#### ИСХОДНЫЙ ТЕКСТ

В феврале мама и сестра повели меня в баню. Вода была едва теплой. Волосы мыли сперва керосином, а потом водой с хозяйственным мылом. Там же, в женском отделении, мыли и меня: отец ушел добровольцем на трудовой фронт. Из бани отправились в кино, и тогда я увидел ленту "Разгром немецких войск под Москвой".

Местное население кино не посещало. В зале нас, эвакуированных, было человек сорок. Мама и сестра по обе стороны от меня держали мои руки в своих. Мама безмолвствовала, как статуя, сестра плакала молча. Зал при победных кадрах не ликовал и охнул лишь дважды - когда показали виселицу Волоколамска и когда возникло оледеневшее в невыносимом и благороднейшем страдании лицо остриженной под мальчишку, замученной и повешенной Зои Космодемьянской.

Звуковой ряд фильма шел под "Марш защитников Москвы".

Хороши немецкие песни. Они в задорном мажоре поются с улыбкой до ушей, как знаменитая "Дойче зольдааатен унд официггген…". Русская песенная традиция минорна: "… Нам родная Москва дорога/ Нерушимой стеной, обороной стальной/ Разгромим, уничтожим врага!" Но от грозного этого минора, сопровождавшего кадры бесчеловечного уничтожения людей и скотского осквернения их вековых ценностей, вспыхнуло нечто такое, что невозможно было побороть и что подавлялось потом всю жизнь активной работой разума.

Не эвакуауция под бомбежками, не голод и дважды чудом меня миновавшая смерть, а жуткая виселица Волоколамска и рыдающие над своими покойниками женщины стали для меня подлинным началом Великой Отечественной войны советского народа против нацистских захватчиков. (Лишь недавно я узнал, что "Разгром немецких войск под Москвой" стал первым русски фильмом, удостоенным "Оскара".)

Последующее укладывалось в рамки фильма, пока я не увидел другой фильм - "Герои не умирают". Между этими двумя лентами пролегла моя биография. Со второй началось размывание ненависти к немцам, послушным своему фюреру. Ненависть обрела почву причинности и перекинулась на подлинного виновника трагедии - на гениального вождя, " правого во всем", предоставившего немцам шанс, которому трудно было противиться.

########
#### ФРАГМЕНТЫ ЗАПИСЕЙ

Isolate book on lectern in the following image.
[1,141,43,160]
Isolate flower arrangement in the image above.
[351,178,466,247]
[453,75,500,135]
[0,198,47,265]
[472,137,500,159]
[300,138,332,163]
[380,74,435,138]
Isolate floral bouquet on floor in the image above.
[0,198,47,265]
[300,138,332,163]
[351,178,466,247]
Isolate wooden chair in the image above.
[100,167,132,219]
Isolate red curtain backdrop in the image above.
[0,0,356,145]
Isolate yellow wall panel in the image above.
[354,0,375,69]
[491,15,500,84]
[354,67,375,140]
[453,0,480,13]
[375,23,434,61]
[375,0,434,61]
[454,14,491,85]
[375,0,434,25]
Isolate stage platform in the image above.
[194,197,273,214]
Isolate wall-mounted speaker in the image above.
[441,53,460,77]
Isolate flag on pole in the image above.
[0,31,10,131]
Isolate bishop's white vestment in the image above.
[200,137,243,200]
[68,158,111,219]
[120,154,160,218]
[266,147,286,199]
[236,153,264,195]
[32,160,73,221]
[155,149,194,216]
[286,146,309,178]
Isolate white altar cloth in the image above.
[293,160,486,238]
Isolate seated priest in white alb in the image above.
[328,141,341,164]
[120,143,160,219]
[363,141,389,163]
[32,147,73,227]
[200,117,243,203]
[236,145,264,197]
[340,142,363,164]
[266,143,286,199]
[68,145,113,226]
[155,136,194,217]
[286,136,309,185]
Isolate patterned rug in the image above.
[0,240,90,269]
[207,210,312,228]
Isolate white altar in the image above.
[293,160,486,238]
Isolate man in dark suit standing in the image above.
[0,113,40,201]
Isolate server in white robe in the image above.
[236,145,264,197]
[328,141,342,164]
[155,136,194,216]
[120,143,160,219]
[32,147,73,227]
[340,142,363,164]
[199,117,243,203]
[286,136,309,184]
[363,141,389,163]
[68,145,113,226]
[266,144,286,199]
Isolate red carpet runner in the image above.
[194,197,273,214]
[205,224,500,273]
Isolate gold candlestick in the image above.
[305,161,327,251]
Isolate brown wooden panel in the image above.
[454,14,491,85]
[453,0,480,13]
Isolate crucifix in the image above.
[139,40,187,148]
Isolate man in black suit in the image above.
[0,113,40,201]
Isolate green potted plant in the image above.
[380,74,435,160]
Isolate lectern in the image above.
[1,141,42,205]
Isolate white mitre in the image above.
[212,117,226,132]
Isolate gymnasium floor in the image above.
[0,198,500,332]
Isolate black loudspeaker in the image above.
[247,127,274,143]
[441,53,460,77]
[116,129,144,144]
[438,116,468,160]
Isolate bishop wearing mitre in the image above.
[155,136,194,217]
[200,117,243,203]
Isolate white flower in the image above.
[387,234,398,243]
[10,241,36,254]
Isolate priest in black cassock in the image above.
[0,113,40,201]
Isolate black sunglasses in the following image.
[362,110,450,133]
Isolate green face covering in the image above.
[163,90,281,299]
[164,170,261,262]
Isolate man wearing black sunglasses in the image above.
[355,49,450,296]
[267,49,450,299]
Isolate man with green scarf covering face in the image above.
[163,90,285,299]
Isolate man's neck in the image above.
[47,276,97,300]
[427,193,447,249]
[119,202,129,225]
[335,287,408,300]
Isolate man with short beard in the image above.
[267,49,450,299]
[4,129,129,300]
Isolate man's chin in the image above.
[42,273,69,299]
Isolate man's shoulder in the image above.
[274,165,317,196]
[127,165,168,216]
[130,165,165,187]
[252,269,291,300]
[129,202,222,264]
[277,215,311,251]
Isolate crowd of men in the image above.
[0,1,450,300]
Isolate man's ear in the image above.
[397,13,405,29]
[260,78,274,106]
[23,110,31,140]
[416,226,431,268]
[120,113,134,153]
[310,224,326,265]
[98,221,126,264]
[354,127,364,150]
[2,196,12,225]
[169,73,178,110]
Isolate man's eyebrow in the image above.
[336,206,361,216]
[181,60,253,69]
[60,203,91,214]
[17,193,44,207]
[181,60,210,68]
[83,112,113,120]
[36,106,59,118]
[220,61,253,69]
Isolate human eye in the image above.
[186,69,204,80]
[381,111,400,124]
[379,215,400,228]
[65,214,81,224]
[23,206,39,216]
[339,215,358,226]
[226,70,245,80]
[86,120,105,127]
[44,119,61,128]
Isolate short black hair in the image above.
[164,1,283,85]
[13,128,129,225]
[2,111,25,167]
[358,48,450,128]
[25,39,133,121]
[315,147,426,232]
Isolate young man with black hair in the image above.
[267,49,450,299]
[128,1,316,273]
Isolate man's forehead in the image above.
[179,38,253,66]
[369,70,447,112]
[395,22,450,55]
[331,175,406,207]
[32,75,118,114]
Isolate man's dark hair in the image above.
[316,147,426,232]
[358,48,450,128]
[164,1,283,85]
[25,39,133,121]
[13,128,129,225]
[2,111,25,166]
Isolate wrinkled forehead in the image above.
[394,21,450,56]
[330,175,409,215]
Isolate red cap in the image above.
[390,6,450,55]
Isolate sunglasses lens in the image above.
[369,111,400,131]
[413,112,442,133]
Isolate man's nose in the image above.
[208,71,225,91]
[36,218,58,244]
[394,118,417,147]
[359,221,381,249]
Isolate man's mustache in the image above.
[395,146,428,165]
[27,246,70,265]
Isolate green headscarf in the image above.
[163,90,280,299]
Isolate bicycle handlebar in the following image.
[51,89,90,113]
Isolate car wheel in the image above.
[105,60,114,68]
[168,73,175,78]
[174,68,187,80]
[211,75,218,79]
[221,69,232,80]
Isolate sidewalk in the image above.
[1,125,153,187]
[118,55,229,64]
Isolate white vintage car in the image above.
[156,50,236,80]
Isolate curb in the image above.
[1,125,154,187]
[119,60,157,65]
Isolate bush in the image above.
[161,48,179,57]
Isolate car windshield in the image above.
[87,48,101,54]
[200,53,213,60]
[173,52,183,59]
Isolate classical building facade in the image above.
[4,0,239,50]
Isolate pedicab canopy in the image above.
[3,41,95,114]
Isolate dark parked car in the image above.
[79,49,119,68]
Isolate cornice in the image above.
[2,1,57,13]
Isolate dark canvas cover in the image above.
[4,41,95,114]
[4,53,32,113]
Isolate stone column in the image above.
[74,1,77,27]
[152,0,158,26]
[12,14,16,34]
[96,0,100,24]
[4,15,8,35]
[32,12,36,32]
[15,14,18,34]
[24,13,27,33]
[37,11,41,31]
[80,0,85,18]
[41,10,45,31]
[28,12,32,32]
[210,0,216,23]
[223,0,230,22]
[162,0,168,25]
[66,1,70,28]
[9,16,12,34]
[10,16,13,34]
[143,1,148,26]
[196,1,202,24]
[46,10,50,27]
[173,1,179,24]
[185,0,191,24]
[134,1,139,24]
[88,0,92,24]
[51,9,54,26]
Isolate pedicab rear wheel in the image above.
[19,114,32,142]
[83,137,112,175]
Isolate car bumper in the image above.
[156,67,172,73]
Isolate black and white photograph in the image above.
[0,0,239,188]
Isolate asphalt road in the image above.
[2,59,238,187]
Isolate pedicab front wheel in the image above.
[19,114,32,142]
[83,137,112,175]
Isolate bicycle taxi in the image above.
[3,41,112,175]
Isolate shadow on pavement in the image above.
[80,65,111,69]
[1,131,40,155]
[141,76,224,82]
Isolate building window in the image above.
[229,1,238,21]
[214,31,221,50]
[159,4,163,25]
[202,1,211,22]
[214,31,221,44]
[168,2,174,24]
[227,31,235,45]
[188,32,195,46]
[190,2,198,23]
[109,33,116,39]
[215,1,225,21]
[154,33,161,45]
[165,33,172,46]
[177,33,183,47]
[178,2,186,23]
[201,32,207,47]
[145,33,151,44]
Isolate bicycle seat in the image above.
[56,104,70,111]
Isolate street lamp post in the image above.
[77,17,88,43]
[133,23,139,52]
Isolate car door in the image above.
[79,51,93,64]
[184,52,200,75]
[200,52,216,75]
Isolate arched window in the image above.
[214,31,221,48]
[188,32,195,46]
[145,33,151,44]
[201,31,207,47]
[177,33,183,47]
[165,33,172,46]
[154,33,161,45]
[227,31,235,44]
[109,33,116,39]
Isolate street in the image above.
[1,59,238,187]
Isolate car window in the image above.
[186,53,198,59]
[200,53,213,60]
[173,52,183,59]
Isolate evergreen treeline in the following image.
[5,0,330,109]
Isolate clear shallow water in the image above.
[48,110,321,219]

########

ЗАДАНИЕ 1
Под какую музыку, согласно исходному тексту, шел звуковой ряд фильма «Разгром немецких войск под Москвой»?
ЗАДАНИЕ 2
Продолжите исходный текст, воспоминания о военном детстве и двух фильмах, сразу после его последнего предложения.

РЕЗУЛЬТАТ 1
Под «Марш защитников Москвы».

РЕЗУЛЬТАТ 2
49. Гений

Немцев отбили от Москвы, и гений всех времен приободрился. Он затеял общее наступление и принялся поучать, не без задней мысли притом.

Вот пример его поучений из Директивного письма Ставки Верховного Главнокомандования. Не могу отказать себе в удовольствии привести это письмо если и не целиком, то хотя бы так, как оно цитировано Жуковым, несомненно по достоинствам ценившим сей перл тактической мысли, иначе зачем бы цитировал. (При цитировании не могу удержаться от попутного злобного комментария.)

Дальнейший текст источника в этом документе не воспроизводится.